GIVEN INSTRUCTION 1: Reproduce the part of the passage on the siege and assault that runs from "Greene now had" to "resisted by Greene.", word for word.

Cruger's hopes rebounded that same day, however, when the first messenger from Rawdon finally made it through the besiegers' lines. He reported that the relief column was on the march. Sumter had assumed that Rawdon would march by way of Fort Granby, and by trying to block that route he took himself out of position so that Rawdon slipped past the trap.
Greene now had three alternatives: give up the entire operation and retreat; move against Rawdon; or storm the fort before Rawdon could arrive, even though the parallels had not yet been completed. With only half the number of regular infantry as Rawdon, Greene adopted the third alternative. According to Lee, Greene probably would have retreated, but:
his soldiers, with one voice, entreated to be led against the fort. The American army having witnessed the unconquerable spirit which actuated their general … recollected, with pain and remorse, that by the misbehavior of one regiment at the battle of Guilford, and of another at Hobkirk's Hill, their beloved general had been deprived of his merited laurels; and they supplicated their officers to entreat their commander to give them now an opportunity of obliterating their former disgrace. This generous ardor could not be resisted by Greene.
THE ASSAULT
A coordinated attack by Lee and Lieutenant Colonel Richard Campbell was to be made against Fort Holmes and the Star Redoubt, covered by an artillery barrage and snipers in the Maham Tower. The advance team, known in the era as the Forlorn Hope, was commanded by Captain Michael Rudolph on Lee's front and by Lieutenants Isaac Duval and Samuel Seldon on Campbell's. Another team, equipped with iron hooks on long poles to pull down the sandbags and fascines to bridge the ditch, followed the Forlorn Hope at the Star. Assault forces moved into position in the trenches at 11 a.m. on the 18th. A signal cannon fired at noon began the assault.

DATASET CONTENT:

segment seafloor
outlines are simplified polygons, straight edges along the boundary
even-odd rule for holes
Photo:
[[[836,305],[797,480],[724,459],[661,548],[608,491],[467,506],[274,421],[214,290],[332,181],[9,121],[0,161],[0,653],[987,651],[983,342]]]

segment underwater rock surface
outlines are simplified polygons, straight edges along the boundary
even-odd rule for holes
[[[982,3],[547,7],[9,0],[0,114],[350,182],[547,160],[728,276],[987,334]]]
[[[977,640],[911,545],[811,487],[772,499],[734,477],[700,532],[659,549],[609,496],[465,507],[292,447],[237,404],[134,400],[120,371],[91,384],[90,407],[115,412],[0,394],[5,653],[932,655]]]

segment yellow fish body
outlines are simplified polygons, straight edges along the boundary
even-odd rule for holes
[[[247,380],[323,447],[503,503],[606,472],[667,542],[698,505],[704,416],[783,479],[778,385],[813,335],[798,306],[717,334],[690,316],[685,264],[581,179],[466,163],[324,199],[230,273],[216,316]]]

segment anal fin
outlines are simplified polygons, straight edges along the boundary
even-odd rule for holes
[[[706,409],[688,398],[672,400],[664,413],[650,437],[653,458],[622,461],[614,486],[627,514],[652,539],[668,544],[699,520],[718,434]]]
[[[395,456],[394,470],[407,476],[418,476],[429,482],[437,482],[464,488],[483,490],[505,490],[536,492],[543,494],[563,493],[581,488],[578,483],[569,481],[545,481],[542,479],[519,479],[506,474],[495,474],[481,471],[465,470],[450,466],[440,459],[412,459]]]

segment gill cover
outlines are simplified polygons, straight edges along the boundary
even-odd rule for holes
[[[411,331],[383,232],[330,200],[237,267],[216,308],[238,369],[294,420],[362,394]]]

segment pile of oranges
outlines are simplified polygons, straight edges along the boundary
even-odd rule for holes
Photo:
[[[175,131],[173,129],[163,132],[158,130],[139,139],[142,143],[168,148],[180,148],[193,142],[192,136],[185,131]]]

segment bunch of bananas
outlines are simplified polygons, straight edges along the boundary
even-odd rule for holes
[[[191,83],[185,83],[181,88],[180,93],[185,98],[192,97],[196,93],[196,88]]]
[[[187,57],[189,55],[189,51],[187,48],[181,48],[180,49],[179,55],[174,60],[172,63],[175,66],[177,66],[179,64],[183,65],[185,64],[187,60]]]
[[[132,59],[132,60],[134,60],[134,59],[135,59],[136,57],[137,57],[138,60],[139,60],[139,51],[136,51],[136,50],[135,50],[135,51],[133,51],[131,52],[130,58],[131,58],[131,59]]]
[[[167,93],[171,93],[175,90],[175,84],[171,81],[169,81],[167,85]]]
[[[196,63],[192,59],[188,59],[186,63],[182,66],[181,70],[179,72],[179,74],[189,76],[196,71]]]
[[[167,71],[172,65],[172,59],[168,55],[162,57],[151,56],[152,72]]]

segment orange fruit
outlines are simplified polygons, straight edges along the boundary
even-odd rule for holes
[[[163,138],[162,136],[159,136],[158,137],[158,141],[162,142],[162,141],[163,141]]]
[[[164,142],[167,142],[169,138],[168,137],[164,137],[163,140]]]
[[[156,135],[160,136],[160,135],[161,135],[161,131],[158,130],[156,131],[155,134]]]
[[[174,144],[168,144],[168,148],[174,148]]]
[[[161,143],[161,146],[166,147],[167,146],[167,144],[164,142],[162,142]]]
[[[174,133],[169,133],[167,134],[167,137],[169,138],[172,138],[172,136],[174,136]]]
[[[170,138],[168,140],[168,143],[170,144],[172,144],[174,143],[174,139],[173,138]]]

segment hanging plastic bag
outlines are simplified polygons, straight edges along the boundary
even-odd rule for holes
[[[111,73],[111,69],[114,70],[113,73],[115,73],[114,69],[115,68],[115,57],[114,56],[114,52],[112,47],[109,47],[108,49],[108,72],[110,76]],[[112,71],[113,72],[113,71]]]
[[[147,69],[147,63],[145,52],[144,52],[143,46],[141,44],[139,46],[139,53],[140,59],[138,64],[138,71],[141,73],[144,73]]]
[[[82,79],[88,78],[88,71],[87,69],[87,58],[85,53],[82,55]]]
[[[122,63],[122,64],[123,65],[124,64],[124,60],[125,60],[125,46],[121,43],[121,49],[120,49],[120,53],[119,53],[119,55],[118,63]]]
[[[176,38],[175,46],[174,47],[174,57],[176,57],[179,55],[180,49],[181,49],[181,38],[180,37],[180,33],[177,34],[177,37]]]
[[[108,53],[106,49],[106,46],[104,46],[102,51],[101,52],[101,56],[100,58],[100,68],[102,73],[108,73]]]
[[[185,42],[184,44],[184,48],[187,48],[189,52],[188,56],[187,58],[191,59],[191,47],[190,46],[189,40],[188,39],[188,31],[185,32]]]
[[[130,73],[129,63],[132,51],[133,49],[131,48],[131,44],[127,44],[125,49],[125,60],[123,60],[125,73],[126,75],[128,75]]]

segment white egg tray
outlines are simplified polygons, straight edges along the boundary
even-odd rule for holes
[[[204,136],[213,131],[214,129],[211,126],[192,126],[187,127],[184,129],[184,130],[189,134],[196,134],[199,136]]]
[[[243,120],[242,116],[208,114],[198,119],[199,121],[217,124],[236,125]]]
---
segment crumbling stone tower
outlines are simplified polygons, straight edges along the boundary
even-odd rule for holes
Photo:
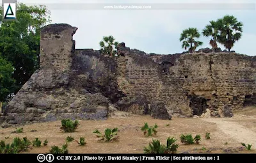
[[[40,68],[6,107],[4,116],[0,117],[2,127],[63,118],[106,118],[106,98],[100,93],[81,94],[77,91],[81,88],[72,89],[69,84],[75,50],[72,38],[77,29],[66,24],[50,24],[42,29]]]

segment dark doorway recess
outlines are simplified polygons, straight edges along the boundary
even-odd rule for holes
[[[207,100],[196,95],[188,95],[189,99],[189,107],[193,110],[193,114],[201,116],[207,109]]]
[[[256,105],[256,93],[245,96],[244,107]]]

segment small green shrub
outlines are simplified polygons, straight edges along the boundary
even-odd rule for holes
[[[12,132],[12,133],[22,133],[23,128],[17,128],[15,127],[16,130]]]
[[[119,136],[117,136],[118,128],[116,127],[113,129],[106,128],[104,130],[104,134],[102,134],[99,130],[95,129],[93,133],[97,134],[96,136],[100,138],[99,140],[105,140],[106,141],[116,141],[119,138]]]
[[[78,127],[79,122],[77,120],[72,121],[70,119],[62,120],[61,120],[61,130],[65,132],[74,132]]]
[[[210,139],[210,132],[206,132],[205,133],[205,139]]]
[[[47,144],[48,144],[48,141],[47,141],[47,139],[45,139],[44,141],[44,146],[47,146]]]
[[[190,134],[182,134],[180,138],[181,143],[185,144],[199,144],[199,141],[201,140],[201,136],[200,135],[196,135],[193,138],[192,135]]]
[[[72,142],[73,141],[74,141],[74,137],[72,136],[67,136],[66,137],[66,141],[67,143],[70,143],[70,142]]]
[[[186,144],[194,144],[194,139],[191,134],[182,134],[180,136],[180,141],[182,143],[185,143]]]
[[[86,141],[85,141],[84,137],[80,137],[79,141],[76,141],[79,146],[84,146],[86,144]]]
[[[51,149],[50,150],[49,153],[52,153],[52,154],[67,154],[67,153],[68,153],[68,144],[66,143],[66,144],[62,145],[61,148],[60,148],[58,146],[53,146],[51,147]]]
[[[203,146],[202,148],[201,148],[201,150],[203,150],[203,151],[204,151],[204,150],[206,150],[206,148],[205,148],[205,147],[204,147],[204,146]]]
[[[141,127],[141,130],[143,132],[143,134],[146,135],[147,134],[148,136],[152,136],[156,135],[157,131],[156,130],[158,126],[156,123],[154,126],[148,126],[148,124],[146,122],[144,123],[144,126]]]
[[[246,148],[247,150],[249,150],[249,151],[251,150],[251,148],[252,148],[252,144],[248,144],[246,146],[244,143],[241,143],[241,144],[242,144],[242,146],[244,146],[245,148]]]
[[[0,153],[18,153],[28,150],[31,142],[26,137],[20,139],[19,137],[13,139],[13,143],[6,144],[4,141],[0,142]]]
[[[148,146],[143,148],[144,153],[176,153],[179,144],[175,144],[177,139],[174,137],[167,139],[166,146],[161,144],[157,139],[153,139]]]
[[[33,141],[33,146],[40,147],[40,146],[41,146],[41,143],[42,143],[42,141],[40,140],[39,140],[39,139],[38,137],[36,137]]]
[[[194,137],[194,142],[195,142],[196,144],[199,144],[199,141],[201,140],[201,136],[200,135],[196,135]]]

GIVEN INSTRUCTION 2: Recast the rows from the line with "segment orange fruit" to the line with "[[[164,142],[167,142],[169,138],[168,137],[164,137],[163,140]]]", both included, as a Markdown table with the columns Number and Row line. Give each line its number and leave out blank lines.

WORKED SOLUTION 1:
Greene now had three alternatives: give up the entire operation and retreat; move against Rawdon; or storm the fort before Rawdon could arrive, even though the parallels had not yet been completed. With only half the number of regular infantry as Rawdon, Greene adopted the third alternative. According to Lee, Greene probably would have retreated, but:
his soldiers, with one voice, entreated to be led against the fort. The American army having witnessed the unconquerable spirit which actuated their general … recollected, with pain and remorse, that by the misbehavior of one regiment at the battle of Guilford, and of another at Hobkirk's Hill, their beloved general had been deprived of his merited laurels; and they supplicated their officers to entreat their commander to give them now an opportunity of obliterating their former disgrace. This generous ardor could not be resisted by Greene.

WORKED SOLUTION 2:
| Number | Row line |
|---|---|
| 1 | segment orange fruit |
| 2 | outlines are simplified polygons, straight edges along the boundary |
| 3 | even-odd rule for holes |
| 4 | [[[163,138],[162,136],[159,136],[158,137],[158,141],[162,142],[162,141],[163,141]]] |
| 5 | [[[164,142],[167,142],[169,138],[168,137],[164,137],[163,140]]] |